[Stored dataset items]
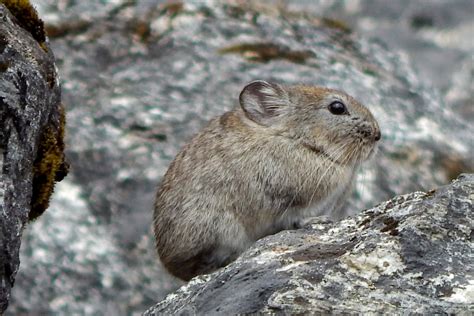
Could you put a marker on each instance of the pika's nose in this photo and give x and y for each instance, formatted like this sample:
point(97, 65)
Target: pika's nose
point(377, 134)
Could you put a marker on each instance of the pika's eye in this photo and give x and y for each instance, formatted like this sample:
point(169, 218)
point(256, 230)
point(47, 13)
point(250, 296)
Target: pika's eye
point(337, 108)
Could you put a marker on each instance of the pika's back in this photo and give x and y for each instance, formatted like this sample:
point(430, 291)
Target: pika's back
point(287, 153)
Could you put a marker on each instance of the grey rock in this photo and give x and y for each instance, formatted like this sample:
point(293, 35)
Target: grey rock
point(140, 77)
point(411, 254)
point(29, 114)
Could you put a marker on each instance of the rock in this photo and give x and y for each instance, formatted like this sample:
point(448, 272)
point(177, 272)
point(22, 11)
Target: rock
point(140, 77)
point(412, 254)
point(31, 135)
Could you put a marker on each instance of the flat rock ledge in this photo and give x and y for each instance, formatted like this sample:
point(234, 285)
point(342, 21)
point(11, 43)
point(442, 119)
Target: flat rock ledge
point(413, 253)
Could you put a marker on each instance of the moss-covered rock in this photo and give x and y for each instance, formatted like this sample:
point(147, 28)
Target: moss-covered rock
point(32, 123)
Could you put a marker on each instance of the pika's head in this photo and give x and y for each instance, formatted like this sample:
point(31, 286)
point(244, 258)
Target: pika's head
point(326, 121)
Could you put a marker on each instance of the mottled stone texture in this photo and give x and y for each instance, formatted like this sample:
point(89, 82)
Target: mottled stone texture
point(31, 125)
point(411, 254)
point(140, 77)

TASK BRIEF: Reproduce, word for word, the lines from the one containing "Could you put a marker on each instance of the grey" through the last line of the rows, with both ends included.

WORKED SOLUTION:
Could you put a marker on each instance of the grey rock in this photo and give x and y for each instance, formatted like this sample:
point(293, 35)
Target: grey rock
point(140, 77)
point(411, 254)
point(29, 114)
Could you put a marker on each instance of the rock in this photo and give x and y for each instance, formatted like this sample:
point(448, 272)
point(177, 272)
point(22, 11)
Target: rock
point(140, 77)
point(412, 254)
point(31, 135)
Could you put a marker on each instance of the flat rock ledge in this photo and give x and y for each instance, formatted like this sample:
point(234, 285)
point(342, 21)
point(11, 43)
point(442, 119)
Target: flat rock ledge
point(413, 253)
Could you put a marker on each instance of the moss-covered rock in this photo and give x and y for each instance, formatted like this sample:
point(147, 28)
Target: moss-covered rock
point(32, 123)
Could you put a marker on each instance of the pika's head in this photo and give x and y for each instance, formatted like this sample:
point(31, 286)
point(244, 258)
Target: pika's head
point(326, 121)
Could you put a marker on each instance of the mottled stone texture in this photo and give x and y for each instance, formatted like this sample:
point(89, 82)
Target: mottled stone texture
point(31, 125)
point(411, 254)
point(140, 77)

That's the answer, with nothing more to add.